Set problem —
Quote each of the rows below verbatim, from the first to the last.

Supplied records —
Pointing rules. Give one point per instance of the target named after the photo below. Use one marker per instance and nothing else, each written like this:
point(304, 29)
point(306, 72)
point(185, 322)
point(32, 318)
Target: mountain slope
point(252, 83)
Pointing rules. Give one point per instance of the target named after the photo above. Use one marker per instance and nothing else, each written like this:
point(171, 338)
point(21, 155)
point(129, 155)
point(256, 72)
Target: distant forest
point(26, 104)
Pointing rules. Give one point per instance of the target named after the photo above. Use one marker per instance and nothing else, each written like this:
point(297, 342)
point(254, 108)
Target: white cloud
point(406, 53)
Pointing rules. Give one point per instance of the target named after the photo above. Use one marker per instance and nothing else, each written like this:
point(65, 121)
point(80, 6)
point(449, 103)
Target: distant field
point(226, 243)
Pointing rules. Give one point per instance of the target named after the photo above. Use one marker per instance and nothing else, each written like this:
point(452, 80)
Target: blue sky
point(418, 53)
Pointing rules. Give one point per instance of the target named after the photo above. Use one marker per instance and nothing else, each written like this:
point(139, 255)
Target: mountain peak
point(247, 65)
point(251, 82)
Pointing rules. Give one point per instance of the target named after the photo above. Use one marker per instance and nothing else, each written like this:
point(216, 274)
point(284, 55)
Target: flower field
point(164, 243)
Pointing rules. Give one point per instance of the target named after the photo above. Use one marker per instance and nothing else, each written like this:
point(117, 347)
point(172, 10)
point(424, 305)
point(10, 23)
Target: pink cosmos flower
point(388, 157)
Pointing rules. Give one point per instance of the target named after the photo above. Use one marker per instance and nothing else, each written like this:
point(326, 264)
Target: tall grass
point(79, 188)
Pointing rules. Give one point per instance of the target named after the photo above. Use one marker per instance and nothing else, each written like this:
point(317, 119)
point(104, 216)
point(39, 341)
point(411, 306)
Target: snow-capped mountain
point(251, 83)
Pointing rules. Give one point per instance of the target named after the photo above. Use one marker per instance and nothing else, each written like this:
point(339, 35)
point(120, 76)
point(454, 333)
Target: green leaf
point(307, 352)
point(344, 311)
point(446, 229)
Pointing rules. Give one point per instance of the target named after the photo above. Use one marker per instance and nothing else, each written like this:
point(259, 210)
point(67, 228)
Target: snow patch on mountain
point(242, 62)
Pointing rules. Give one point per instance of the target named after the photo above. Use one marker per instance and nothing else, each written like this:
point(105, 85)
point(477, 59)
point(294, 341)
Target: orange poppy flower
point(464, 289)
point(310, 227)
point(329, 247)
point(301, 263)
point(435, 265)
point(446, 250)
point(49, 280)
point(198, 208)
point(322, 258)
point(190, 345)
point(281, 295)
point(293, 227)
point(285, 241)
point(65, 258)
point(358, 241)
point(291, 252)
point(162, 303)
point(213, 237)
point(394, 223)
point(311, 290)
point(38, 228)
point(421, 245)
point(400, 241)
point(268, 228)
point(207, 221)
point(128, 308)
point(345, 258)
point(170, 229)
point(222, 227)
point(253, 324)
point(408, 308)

Finished answer —
Pointing rules. Give one point per instance of the target named after the photo below. Use one marker per instance and nothing else, each written like this:
point(304, 29)
point(306, 72)
point(185, 322)
point(32, 318)
Target: mountain slope
point(252, 83)
Pointing rules. Give one point per instance of the target named after the photo above. Use one marker per instance and nothing else, each written like this:
point(171, 338)
point(21, 155)
point(129, 155)
point(256, 72)
Target: distant forest
point(26, 104)
Pointing rules. Give one point per instance of the target named after the photo above. Use one marker per instance and nothing else, each written like this:
point(297, 342)
point(254, 108)
Target: white cloud
point(406, 53)
Pointing rules. Give one point per instance of the target named after the photo above. Use one marker per instance and nothing else, each written like this:
point(65, 121)
point(80, 6)
point(449, 103)
Target: distant field
point(226, 243)
Pointing rules. Give one point per instance of the target named after the photo above. Use one marker per instance and nothing else, each written like this:
point(452, 80)
Target: blue sky
point(418, 53)
Pointing rules. Give one point per instance of the target named after the photo above. Use one marker per instance and nothing else, each written like this:
point(139, 255)
Target: mountain peak
point(247, 65)
point(251, 82)
Pointing rules. Give one point per instance of the target named after the photo above. Use one marker per instance and nothing else, each written like this:
point(216, 274)
point(284, 55)
Target: flower field
point(164, 243)
Pointing rules. Give one point per instance of the target named after the photo above. Use one marker per instance and nothing else, each written like this:
point(117, 347)
point(172, 10)
point(424, 305)
point(10, 23)
Target: pink cosmos flower
point(388, 157)
Pointing rules. Give one point per instance of the target named after the photo above. Use one marker per instance and nothing else, each written like this:
point(326, 264)
Target: tall grass
point(79, 188)
Pointing rules. Give one point per instance of the target named after the photo above. Use one marker per instance and nothing else, each written like this:
point(317, 119)
point(104, 216)
point(39, 341)
point(411, 306)
Target: snow-capped mountain
point(251, 83)
Pointing rules. Give one point per instance of the target named after the photo above. Use one marker per instance and nothing else, each written like this:
point(339, 35)
point(120, 76)
point(454, 333)
Target: green leaf
point(307, 352)
point(344, 311)
point(446, 229)
Pointing rules. Give one point per instance of the target named after the photo above. Use one marker per instance and nothing else, each written like this:
point(259, 210)
point(67, 228)
Target: snow patch on mountain
point(242, 62)
Pointing rules. Give one point per instance of the target named after the photo above. Use one marker per instance and nothing else, each written like this:
point(105, 85)
point(477, 59)
point(294, 341)
Target: orange poppy flower
point(464, 289)
point(310, 227)
point(329, 247)
point(301, 263)
point(435, 265)
point(446, 250)
point(49, 280)
point(198, 208)
point(322, 258)
point(190, 345)
point(281, 295)
point(293, 227)
point(285, 241)
point(65, 258)
point(358, 241)
point(291, 252)
point(162, 303)
point(213, 237)
point(394, 223)
point(311, 290)
point(38, 228)
point(421, 245)
point(400, 241)
point(268, 228)
point(207, 221)
point(128, 308)
point(345, 258)
point(170, 229)
point(222, 227)
point(253, 324)
point(408, 308)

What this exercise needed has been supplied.